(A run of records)
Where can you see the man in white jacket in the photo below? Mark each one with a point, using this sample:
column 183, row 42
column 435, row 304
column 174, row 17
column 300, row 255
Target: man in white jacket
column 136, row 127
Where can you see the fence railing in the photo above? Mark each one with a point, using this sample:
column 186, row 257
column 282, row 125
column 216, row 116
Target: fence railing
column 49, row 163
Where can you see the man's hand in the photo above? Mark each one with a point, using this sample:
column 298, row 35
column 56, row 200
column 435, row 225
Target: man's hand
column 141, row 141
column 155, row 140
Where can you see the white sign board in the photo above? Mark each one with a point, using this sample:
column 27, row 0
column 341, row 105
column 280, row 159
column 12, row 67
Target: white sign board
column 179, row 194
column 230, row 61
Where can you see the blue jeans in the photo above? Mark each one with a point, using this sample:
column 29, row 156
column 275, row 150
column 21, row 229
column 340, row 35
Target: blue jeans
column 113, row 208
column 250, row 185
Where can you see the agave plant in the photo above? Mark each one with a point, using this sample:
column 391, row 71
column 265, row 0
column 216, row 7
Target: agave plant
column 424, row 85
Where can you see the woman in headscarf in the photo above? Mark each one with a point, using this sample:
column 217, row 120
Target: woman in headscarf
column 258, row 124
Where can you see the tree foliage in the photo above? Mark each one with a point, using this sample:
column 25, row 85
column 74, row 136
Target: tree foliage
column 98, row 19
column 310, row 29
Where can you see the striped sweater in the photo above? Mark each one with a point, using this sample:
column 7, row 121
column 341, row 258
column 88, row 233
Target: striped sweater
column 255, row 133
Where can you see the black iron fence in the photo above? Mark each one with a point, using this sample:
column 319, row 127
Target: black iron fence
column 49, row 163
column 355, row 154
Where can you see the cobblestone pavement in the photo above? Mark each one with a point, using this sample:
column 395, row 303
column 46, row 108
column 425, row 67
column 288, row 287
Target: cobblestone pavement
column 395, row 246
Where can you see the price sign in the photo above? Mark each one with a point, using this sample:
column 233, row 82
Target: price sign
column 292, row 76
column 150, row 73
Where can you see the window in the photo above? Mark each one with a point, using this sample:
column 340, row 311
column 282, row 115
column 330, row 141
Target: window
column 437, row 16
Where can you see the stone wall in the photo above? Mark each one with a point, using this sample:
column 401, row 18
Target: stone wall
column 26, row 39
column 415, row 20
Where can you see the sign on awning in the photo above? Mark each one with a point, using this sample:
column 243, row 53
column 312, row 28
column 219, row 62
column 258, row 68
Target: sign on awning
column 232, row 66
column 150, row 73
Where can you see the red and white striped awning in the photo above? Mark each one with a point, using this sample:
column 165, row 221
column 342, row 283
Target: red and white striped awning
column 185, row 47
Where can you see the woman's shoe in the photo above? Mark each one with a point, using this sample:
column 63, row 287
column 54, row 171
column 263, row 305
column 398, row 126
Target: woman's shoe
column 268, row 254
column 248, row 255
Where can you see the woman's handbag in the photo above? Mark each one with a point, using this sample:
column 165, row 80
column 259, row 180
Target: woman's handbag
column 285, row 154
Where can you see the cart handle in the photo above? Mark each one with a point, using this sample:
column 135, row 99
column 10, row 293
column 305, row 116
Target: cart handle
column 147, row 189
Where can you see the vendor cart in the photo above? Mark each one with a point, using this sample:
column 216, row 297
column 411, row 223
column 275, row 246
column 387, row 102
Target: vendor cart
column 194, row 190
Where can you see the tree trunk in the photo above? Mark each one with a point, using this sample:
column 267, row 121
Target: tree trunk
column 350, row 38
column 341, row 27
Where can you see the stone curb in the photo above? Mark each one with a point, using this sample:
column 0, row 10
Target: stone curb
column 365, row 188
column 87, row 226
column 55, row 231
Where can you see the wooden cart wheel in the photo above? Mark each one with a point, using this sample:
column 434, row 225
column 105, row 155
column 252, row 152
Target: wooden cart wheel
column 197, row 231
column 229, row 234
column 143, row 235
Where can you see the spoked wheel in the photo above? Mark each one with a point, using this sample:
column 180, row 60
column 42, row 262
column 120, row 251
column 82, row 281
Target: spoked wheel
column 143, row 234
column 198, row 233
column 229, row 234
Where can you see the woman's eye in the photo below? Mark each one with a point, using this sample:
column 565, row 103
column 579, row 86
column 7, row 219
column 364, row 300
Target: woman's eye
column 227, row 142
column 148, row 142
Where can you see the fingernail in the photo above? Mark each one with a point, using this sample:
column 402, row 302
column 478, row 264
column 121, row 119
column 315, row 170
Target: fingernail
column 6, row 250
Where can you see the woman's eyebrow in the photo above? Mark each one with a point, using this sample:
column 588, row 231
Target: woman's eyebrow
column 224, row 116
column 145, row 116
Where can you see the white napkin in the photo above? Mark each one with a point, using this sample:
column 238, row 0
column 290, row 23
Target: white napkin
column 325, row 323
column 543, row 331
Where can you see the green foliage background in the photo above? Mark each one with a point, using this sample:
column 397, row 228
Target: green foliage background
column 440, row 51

**WHAT TO DO**
Can you write out the whole listing above again, every line unchanged and in the same order?

**EXERCISE RESULT**
Where can you see the man in white jacket in the photo below? Mark each one with a point, using this sample:
column 183, row 42
column 435, row 304
column 174, row 17
column 300, row 255
Target: man in white jacket
column 136, row 127
Where can you see the fence railing in the photo above? Mark each one with a point, using this sample:
column 186, row 257
column 282, row 125
column 216, row 116
Target: fence railing
column 49, row 163
Where can you see the man's hand in the photo above? Mark each one with a point, using this sample:
column 298, row 35
column 56, row 200
column 435, row 225
Target: man's hand
column 141, row 141
column 155, row 140
Where can you see the white sign board in the photo above? Mark each one with a point, using this sample:
column 27, row 0
column 341, row 105
column 280, row 159
column 12, row 67
Target: white sign board
column 179, row 194
column 230, row 61
Where can you see the blue jeans in the photo above? Mark each one with a point, using this sample:
column 29, row 156
column 275, row 150
column 21, row 229
column 340, row 35
Target: blue jeans
column 113, row 208
column 250, row 185
Where can you see the agave plant in the photo above? Mark each one with a point, using this sample:
column 391, row 71
column 265, row 0
column 216, row 7
Target: agave plant
column 424, row 85
Where can you see the woman in headscarf in the photo above? Mark each one with a point, using this sample:
column 217, row 120
Target: woman in headscarf
column 258, row 124
Where can you see the tree foliage in the photo above? Mark each one with a point, using this sample:
column 25, row 85
column 74, row 136
Target: tree foliage
column 98, row 19
column 310, row 29
Where can you see the striped sweater in the photo above? Mark each one with a point, using this sample:
column 7, row 121
column 341, row 258
column 88, row 233
Target: striped sweater
column 255, row 133
Where can you see the black iron fence in the photo above? Mark each one with a point, using this sample:
column 319, row 127
Target: black iron fence
column 49, row 163
column 355, row 154
Where can you see the cobblestone pavement in the photo above? Mark each one with a point, using this sample:
column 395, row 303
column 46, row 108
column 425, row 67
column 288, row 287
Target: cobblestone pavement
column 395, row 246
Where can you see the price sign in the photo above? Mark each one with a point, using this sample:
column 233, row 82
Target: price sign
column 292, row 76
column 150, row 73
Where can you see the window in the photo above? Mark each one with a point, using this sample:
column 340, row 311
column 282, row 115
column 330, row 141
Target: window
column 437, row 16
Where can you see the stone wall in the photo above? Mark each one with a point, using this sample:
column 401, row 18
Target: stone wall
column 26, row 39
column 415, row 20
Where can you see the sign on awning in the photo above? Mark each one with a point, using this sample:
column 243, row 53
column 312, row 28
column 219, row 62
column 258, row 68
Target: sign on awning
column 232, row 66
column 150, row 73
Where can you see the red and white striped awning in the photo above? Mark each one with a point, using this sample:
column 165, row 221
column 342, row 283
Target: red and white striped awning
column 185, row 47
Where can you see the woman's shoe in the photo above? Mark each one with a point, using this sample:
column 63, row 287
column 54, row 171
column 263, row 305
column 398, row 126
Target: woman's shoe
column 268, row 254
column 248, row 255
Where can you see the woman's handbag in the photo above? Mark each one with a point, using this sample:
column 165, row 80
column 259, row 180
Target: woman's handbag
column 285, row 154
Where can you see the cart handle in the photo above? Mark each one with a point, using this sample:
column 135, row 99
column 10, row 293
column 305, row 116
Target: cart handle
column 147, row 189
Where can you see the vendor cart in the photo above? Mark each one with a point, using this sample:
column 216, row 297
column 411, row 223
column 275, row 246
column 387, row 102
Target: vendor cart
column 194, row 190
Where can you see the tree trunk in the photo above? Mark each one with a point, using this sample:
column 267, row 121
Target: tree trunk
column 350, row 38
column 341, row 27
Where can you see the stone curb in the photo above? Mark each one with a point, using this sample:
column 0, row 10
Target: stone curb
column 365, row 188
column 87, row 226
column 55, row 231
Where can you see the wooden cart wheel in the photo above? Mark each one with a point, using this sample:
column 434, row 225
column 105, row 155
column 252, row 152
Target: wooden cart wheel
column 197, row 231
column 229, row 234
column 143, row 235
Where can you see the spoked wheel in the photo above? Mark each one with a point, using this sample:
column 180, row 60
column 42, row 262
column 120, row 251
column 82, row 281
Target: spoked wheel
column 143, row 234
column 198, row 233
column 229, row 234
Where can you see the woman's eye in the photo below? Mark each one with a point, using this sample:
column 565, row 103
column 579, row 86
column 7, row 219
column 364, row 300
Target: woman's eye
column 227, row 142
column 148, row 142
Where can you see the fingernail in the photo above? Mark each one with a point, using this sample:
column 402, row 302
column 478, row 264
column 121, row 119
column 315, row 170
Target: fingernail
column 6, row 250
Where can you see the woman's eyebrow in the photo above? Mark each one with a point, using this sample:
column 588, row 231
Target: woman's eyebrow
column 224, row 116
column 145, row 116
Where can you see the white napkin in the photo above? Mark each one with a point, using this sample:
column 238, row 0
column 290, row 23
Target: white napkin
column 325, row 323
column 543, row 331
Where can you see the green foliage background in the photo above? Mark each one with a point, using this sample:
column 397, row 228
Target: green foliage background
column 440, row 51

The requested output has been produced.